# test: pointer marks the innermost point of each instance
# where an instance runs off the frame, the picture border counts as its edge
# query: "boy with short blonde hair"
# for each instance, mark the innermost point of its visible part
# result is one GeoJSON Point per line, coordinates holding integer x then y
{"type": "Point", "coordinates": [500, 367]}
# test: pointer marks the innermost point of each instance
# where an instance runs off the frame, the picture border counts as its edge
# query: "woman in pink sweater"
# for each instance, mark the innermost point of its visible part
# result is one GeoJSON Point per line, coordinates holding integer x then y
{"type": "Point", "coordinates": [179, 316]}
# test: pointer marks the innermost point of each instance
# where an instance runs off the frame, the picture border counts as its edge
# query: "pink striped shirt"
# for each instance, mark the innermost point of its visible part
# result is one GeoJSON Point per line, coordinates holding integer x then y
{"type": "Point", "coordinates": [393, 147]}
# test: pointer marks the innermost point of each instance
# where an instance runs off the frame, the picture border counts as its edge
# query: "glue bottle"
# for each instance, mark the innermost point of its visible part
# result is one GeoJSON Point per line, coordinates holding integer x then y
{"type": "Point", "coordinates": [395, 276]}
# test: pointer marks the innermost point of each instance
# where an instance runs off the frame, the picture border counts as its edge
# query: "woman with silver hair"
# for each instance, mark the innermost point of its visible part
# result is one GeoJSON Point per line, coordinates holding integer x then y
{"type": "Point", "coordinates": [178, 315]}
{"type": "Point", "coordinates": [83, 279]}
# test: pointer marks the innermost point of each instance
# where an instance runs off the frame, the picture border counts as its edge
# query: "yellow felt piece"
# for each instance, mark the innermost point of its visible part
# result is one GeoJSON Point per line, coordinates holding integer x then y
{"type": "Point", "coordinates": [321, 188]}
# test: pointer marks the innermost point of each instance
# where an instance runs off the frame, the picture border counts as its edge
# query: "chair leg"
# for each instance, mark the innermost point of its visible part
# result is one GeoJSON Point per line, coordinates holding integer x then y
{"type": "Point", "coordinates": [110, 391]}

__Goal__. Reproduce the material above without altering a single character.

__Reply to the exercise__.
# test: pointer marks the innermost point of each instance
# where an instance runs off the frame, the picture border counts as its edge
# query: "boy with short blonde hair"
# for each instance, mark the innermost point of its visible part
# result is one GeoJSON Point per line, coordinates holding integer x then y
{"type": "Point", "coordinates": [500, 367]}
# test: pointer marks the innermost point of each instance
# where an instance runs off the frame, the picture border counts as its edge
# query: "woman in pink sweater"
# for each instance, mark the innermost point of its visible part
# result is one GeoJSON Point per line, coordinates holding integer x then y
{"type": "Point", "coordinates": [179, 316]}
# test: pointer marks the innermost point of each instance
# where an instance runs off the frame, the picture border counts as its edge
# query: "pink striped shirt"
# for each instance, mark the innermost point of its visible part
# result is one GeoJSON Point per line, coordinates holding integer x then y
{"type": "Point", "coordinates": [393, 147]}
# test: pointer marks the innermost point of each instance
# where an instance runs off the frame, the picture border counts as its edge
# query: "glue bottle"
# for each instance, mark the innermost point of its visible part
# result is one GeoJSON Point per line, coordinates holding integer x then y
{"type": "Point", "coordinates": [395, 276]}
# test: pointer marks the innermost point of each instance
# where an instance runs off the frame, the picture border counts as its edge
# query: "woman with silver hair"
# for each instance, mark the innermost point of its visible part
# result is one GeoJSON Point per line, coordinates holding integer x then y
{"type": "Point", "coordinates": [178, 315]}
{"type": "Point", "coordinates": [83, 279]}
# test: pointer marks the innermost point of each instance
# where an instance runs off the frame, the picture border counts as its edge
# query: "yellow felt piece"
# for each instance, mark the innermost point of its visible part
# result is one GeoJSON Point per line, coordinates holding integer x then y
{"type": "Point", "coordinates": [321, 188]}
# test: pointer marks the innermost point of each instance
# where an instance runs off the frame, the picture border counts as its edge
# query: "chair leg"
# for each instance, mark the innermost point of its visible part
# result is one GeoJSON Point per line, coordinates holding integer x then y
{"type": "Point", "coordinates": [110, 391]}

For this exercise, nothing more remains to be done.